## start Provided records

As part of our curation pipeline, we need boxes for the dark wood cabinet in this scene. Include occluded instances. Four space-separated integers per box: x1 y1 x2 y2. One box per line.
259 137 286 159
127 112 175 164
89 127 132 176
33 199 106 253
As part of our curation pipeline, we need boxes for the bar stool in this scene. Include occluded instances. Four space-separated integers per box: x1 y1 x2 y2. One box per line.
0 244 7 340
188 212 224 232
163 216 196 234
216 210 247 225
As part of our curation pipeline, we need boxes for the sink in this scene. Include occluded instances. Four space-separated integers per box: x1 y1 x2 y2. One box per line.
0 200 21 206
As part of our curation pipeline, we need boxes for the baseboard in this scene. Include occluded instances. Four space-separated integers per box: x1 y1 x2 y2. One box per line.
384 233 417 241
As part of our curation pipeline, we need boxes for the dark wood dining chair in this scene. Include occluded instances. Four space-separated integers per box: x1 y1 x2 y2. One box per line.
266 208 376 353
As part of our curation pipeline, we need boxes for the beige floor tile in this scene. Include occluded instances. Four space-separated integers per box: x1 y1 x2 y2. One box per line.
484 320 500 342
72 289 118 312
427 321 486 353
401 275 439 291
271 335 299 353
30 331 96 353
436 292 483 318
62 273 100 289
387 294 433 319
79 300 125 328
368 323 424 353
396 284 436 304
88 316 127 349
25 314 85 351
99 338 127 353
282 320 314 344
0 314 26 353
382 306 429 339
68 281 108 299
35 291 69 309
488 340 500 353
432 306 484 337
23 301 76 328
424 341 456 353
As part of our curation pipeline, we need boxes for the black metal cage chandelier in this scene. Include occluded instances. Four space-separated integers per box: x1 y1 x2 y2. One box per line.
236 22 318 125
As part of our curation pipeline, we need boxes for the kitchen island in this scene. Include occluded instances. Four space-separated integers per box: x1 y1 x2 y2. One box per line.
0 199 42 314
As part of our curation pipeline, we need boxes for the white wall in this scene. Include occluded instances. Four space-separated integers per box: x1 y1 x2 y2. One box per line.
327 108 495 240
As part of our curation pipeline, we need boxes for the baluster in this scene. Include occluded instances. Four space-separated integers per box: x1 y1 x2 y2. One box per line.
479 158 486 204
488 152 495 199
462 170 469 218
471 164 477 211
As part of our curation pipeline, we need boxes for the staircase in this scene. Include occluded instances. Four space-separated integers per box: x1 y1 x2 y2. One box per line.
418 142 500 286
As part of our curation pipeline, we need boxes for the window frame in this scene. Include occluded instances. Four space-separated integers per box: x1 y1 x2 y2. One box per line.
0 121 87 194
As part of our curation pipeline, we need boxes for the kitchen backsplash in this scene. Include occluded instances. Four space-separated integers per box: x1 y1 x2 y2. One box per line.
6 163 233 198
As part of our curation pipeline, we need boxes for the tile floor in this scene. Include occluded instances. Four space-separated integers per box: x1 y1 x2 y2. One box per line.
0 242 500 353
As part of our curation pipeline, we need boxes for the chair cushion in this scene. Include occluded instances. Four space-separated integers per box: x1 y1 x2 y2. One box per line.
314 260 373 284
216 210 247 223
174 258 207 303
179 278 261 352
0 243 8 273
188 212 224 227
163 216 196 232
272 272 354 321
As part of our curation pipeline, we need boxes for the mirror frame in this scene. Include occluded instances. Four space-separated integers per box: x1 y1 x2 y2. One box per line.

## end Provided records

_Task statement:_
Rewrite the listing above with every "dark wood" changed to "walnut" and nothing else altered.

_Result of the exercise:_
As part of our curation pipeline, we need boxes for the walnut cabinet in this scene. Include occluded instances. Four space-separated integers per box: x1 y1 x2 y2. One box per line.
259 137 286 159
127 112 175 164
89 127 132 176
33 199 106 253
As part of our curation pipeline, we need boxes for the bar stool in this scene. Include occluded instances. Four space-separated integers per box: x1 y1 x2 y2. One box per line.
0 244 7 340
188 212 224 232
163 216 196 234
216 210 247 225
As part of our curation pipeline, we need boxes for the sink in this scene. Include occluded instances. Four space-separated integers per box: x1 y1 x2 y2. One box per line.
0 200 21 206
As part of our curation pipeline, we need boxes for the baseboard in this scene. Include occluded instances. Four space-separated integers per box: x1 y1 x2 y2. One box per line.
384 233 417 241
As part of our curation pipeline, we need boxes for the walnut dining chair in this scene. Include occluded instances. Four space-separated integers per box: x1 y1 x2 y2. One box per line.
266 208 376 353
As part of our curation pipeline, we need boxes for the beige floor tile in this scene. Include occluded instances. Four space-separated integers per box: x1 y1 x2 y2. One box per line.
484 320 500 342
72 289 118 312
427 321 486 353
401 275 439 291
271 335 299 353
30 331 96 353
436 292 483 318
62 273 100 289
387 294 433 319
79 300 125 328
368 323 424 353
396 284 436 304
88 316 127 349
25 314 85 351
99 338 127 353
282 320 314 344
0 314 26 353
382 306 429 339
68 281 108 299
35 291 69 309
488 340 500 353
432 306 484 337
23 301 76 328
424 341 456 353
As part of our curation pipeline, we need boxes for the black metal cage chandelier in this scene. Include occluded instances. Four space-separated integers per box: x1 y1 x2 y2. One box per line.
236 22 318 125
As part of our curation pipeline, we need boxes for the kitchen island in this scene. Include occluded instances. Four space-separated integers per box: x1 y1 x2 y2. One box per line.
0 199 42 314
As part of our curation pipeline, we need boxes for the white wall in this scene. Include occluded instances. Four space-separated integers per box: x1 y1 x2 y2. One box per line.
327 108 495 240
As part of our curation pipeline, we need boxes for the baluster in this scene. Include occluded instances. Four space-separated integers per box: x1 y1 x2 y2. One box per line.
479 158 486 204
488 152 495 199
462 170 469 218
471 164 477 211
As part of our curation pipeline, we need boxes for the staircase in this scene. Include occluded instances. Four space-separated integers per box: x1 y1 x2 y2. One box per line.
418 142 500 286
As part of our curation pipeline, we need boxes for the window frame in this scene. Include occluded instances. Four space-separated integers per box: x1 y1 x2 y2. One box per line.
0 121 87 194
As part of our curation pipeline, we need boxes for the kitchen backsplash in this scene. Include occluded instances. Four space-separated integers per box: x1 y1 x2 y2. One box per line.
6 163 233 198
As part of our curation pipeline, we need boxes for the tile floor in this scene. Include occluded instances. Four space-separated integers per box: x1 y1 x2 y2. One box per line.
0 242 500 353
As part of our curation pipeline, we need boxes for the chair cushion in this scene. Include occluded instances. Four space-separated integers per box: x1 y1 x2 y2. One box per line.
314 260 373 284
216 210 247 223
174 258 207 303
179 278 261 352
0 243 8 273
188 212 224 227
163 216 196 232
272 272 354 321
As part of our curation pipeline, we need boxes for the mirror frame in this scene. Include occluded instances. Four space-separated integers per box: x1 y1 x2 y2. One box per line.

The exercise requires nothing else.